Copy the entries below word for word, in order.
++++ DATA LISTING ++++
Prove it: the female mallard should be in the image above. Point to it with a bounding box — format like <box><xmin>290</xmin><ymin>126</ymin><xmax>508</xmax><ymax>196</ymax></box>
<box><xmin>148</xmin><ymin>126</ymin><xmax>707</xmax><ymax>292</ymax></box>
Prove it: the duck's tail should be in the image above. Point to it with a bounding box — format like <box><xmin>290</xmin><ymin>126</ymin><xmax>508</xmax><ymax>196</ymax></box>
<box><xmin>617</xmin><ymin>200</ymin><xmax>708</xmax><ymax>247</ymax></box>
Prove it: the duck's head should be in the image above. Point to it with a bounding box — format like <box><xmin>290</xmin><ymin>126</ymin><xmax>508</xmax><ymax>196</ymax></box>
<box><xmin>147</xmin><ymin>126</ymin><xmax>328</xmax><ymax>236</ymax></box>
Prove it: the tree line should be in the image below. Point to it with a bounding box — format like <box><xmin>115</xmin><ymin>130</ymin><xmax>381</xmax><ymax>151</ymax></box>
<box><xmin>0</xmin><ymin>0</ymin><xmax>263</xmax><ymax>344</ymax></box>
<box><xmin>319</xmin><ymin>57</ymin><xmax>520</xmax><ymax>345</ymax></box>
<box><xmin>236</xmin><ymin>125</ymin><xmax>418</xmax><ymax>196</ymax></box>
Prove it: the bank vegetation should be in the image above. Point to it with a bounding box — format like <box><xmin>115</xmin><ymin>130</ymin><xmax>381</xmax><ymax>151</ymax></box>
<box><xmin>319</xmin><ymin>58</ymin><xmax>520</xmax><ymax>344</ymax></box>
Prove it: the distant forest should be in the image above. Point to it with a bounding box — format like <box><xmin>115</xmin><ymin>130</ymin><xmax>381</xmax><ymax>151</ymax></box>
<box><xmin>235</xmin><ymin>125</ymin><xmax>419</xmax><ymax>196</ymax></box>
++++
_FINAL ANSWER_
Prove it: the female mallard should be in the image above. Point to it with a bounding box — format like <box><xmin>290</xmin><ymin>126</ymin><xmax>508</xmax><ymax>196</ymax></box>
<box><xmin>148</xmin><ymin>126</ymin><xmax>707</xmax><ymax>292</ymax></box>
Prove it: the duck's tail should be in the image above. Point to it with a bounding box — format like <box><xmin>290</xmin><ymin>126</ymin><xmax>508</xmax><ymax>196</ymax></box>
<box><xmin>617</xmin><ymin>200</ymin><xmax>708</xmax><ymax>247</ymax></box>
Prove it: the duck's head should be in the image above. Point to it with a bounding box — format like <box><xmin>290</xmin><ymin>126</ymin><xmax>508</xmax><ymax>196</ymax></box>
<box><xmin>147</xmin><ymin>126</ymin><xmax>328</xmax><ymax>236</ymax></box>
Prove it: the tree line should be in the image below. Point to it with a bounding box — format like <box><xmin>115</xmin><ymin>130</ymin><xmax>381</xmax><ymax>151</ymax></box>
<box><xmin>0</xmin><ymin>0</ymin><xmax>263</xmax><ymax>344</ymax></box>
<box><xmin>319</xmin><ymin>57</ymin><xmax>520</xmax><ymax>345</ymax></box>
<box><xmin>236</xmin><ymin>125</ymin><xmax>418</xmax><ymax>196</ymax></box>
Prove it: the bank vegetation should be in the image above. Point to it with a bounding box — format like <box><xmin>115</xmin><ymin>130</ymin><xmax>381</xmax><ymax>151</ymax></box>
<box><xmin>319</xmin><ymin>58</ymin><xmax>520</xmax><ymax>344</ymax></box>
Prove it: the distant forest should be in the image above. Point to it with a bounding box — format like <box><xmin>115</xmin><ymin>130</ymin><xmax>381</xmax><ymax>151</ymax></box>
<box><xmin>235</xmin><ymin>125</ymin><xmax>419</xmax><ymax>196</ymax></box>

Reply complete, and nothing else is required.